» **Exercise 1**: From the passage on English-language learners and New York City's small schools, list every organization or government office it names.
» **Exercise 2**: Carry on the passage on English-language learners and New York City's small schools from where it stops.

-------- Reading passage

Advocates for Children of New York and the Asian American Legal
Defense and Education Fund released a report today contending that
English-language learners were not well served by the break up of two
Brooklyn high schools into smaller schools. As the New York City
Department of Education continues to close large schools and replace
them with smaller ones, "ELL students—who experience some of the
lowest graduation rates in the city—are left with fewer and fewer
options or are simply left behind," the report argues.

At the same time, let me note that someone has filed a complaint with
the office for civil rights of the U.S. Department of Education saying
the Big Apple's small schools discriminated against ELLs and students
with disabilities by excluding them. But in January, OCR determined
that the schools hadn't excluded the students, and thus had not
discriminated against them. (Learning the Language post here.)

----------------
-------- Dataset content

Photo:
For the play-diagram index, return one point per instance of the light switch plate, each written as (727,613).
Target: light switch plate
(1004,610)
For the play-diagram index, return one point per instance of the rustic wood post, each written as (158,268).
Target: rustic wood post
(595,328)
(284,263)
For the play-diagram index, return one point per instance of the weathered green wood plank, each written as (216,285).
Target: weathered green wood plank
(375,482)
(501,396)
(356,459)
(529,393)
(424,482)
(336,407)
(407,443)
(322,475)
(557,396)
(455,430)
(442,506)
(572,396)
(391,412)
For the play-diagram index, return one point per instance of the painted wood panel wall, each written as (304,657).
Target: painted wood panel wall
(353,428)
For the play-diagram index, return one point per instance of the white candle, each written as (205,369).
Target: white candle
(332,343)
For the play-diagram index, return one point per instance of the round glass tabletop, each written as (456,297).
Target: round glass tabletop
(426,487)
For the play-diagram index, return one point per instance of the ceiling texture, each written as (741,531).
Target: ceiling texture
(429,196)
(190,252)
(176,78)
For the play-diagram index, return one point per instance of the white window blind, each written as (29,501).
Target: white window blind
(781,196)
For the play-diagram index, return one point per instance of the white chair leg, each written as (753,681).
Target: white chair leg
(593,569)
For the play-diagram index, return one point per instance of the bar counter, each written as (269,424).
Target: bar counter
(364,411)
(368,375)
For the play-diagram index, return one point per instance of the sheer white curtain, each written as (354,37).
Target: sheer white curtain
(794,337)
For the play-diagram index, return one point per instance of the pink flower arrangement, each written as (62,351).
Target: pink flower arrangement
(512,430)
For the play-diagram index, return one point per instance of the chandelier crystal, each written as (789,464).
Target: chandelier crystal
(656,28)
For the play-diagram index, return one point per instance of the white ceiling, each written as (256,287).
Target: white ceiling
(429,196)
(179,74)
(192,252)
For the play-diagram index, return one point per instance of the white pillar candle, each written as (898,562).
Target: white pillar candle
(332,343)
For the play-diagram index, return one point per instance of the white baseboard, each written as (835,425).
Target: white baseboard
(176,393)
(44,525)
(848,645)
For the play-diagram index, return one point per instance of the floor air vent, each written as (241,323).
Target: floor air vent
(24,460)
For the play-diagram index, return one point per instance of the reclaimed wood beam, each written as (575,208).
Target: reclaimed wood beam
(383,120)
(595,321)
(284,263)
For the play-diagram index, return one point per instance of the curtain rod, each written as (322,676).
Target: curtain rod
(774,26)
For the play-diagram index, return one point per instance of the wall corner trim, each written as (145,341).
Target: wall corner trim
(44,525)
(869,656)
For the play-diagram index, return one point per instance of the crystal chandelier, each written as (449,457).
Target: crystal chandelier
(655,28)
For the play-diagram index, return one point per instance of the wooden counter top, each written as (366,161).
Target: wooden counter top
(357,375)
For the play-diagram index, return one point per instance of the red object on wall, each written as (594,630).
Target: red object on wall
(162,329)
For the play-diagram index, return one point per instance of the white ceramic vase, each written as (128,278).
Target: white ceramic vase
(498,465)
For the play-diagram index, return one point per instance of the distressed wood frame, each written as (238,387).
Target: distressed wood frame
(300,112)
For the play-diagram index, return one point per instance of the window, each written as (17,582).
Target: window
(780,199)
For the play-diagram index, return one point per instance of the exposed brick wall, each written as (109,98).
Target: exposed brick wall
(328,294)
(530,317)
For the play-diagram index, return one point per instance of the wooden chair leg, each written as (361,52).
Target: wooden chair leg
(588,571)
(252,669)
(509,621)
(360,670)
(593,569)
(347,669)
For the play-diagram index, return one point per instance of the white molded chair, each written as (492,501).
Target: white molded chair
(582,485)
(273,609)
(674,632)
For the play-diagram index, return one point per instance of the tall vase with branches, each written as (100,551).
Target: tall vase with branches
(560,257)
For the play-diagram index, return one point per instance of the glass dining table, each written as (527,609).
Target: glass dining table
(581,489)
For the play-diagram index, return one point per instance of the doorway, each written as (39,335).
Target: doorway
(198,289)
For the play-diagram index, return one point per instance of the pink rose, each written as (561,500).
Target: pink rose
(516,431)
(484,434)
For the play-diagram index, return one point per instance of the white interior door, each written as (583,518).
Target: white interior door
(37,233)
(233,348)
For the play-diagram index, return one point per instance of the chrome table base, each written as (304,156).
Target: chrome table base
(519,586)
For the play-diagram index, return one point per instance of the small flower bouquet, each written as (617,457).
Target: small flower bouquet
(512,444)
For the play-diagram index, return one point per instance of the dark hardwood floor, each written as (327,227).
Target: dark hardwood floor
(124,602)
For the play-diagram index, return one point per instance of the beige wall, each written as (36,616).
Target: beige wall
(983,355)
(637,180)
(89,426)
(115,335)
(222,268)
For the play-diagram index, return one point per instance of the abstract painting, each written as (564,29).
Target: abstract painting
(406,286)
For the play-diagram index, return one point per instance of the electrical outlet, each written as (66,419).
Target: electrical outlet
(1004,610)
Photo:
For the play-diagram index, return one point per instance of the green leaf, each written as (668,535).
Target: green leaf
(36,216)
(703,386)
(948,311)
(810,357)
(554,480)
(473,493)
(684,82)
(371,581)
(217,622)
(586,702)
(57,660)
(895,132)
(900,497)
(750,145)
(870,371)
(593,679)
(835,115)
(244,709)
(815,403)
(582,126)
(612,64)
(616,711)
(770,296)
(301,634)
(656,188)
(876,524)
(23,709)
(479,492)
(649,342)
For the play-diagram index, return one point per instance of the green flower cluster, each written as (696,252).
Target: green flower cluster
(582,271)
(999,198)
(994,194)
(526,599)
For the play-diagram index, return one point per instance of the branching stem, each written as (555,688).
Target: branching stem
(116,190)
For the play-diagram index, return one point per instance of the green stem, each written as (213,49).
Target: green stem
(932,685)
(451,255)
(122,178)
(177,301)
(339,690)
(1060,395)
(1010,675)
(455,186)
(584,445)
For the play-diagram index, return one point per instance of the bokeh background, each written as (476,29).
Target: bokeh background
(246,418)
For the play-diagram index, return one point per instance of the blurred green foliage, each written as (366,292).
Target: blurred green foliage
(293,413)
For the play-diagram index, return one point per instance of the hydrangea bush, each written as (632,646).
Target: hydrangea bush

----------------

» **Final answer 1**:
- Advocates for Children of New York
- Asian American Legal Defense and Education Fund
- New York City Department of Education
- Office for civil rights of the U.S. Department of Education (OCR)

» **Final answer 2**:
The report provides case studies—based on on-site visits, interviews,
and enrollment data—of how the closing of Tilden and Lafayette high
schools in Brooklyn affected ELLs. It argues that as these schools
were phased out, ELLs received less language support and services in
their home schools and in some cases were pushed into General
Educational Development programs, when they had a right to get a
regular high school diploma. It says that many of the small schools,
unless they have a particular goal of serving ELLs, have enrolled very
few such students and are not providing extra language help to the
ones they have (they're required by federal law to do so).

Many ELLs, the report says, ended up attending other large high
schools in the city. The closing of Tilden and Lafayette also resulted
in the loss of two large bilingual education programs, as the small
schools didn't create such programs.

Initially, when the New York City Department of Education started
breaking up large high schools into smaller ones, it permitted the
small schools to exclude ELLs for the first two years of operation.
Several New York City-based organizations, including Advocates for
Children, fought to have that policy revoked. They succeeded, and in
2007, the department said that small schools could not exclude ELLs.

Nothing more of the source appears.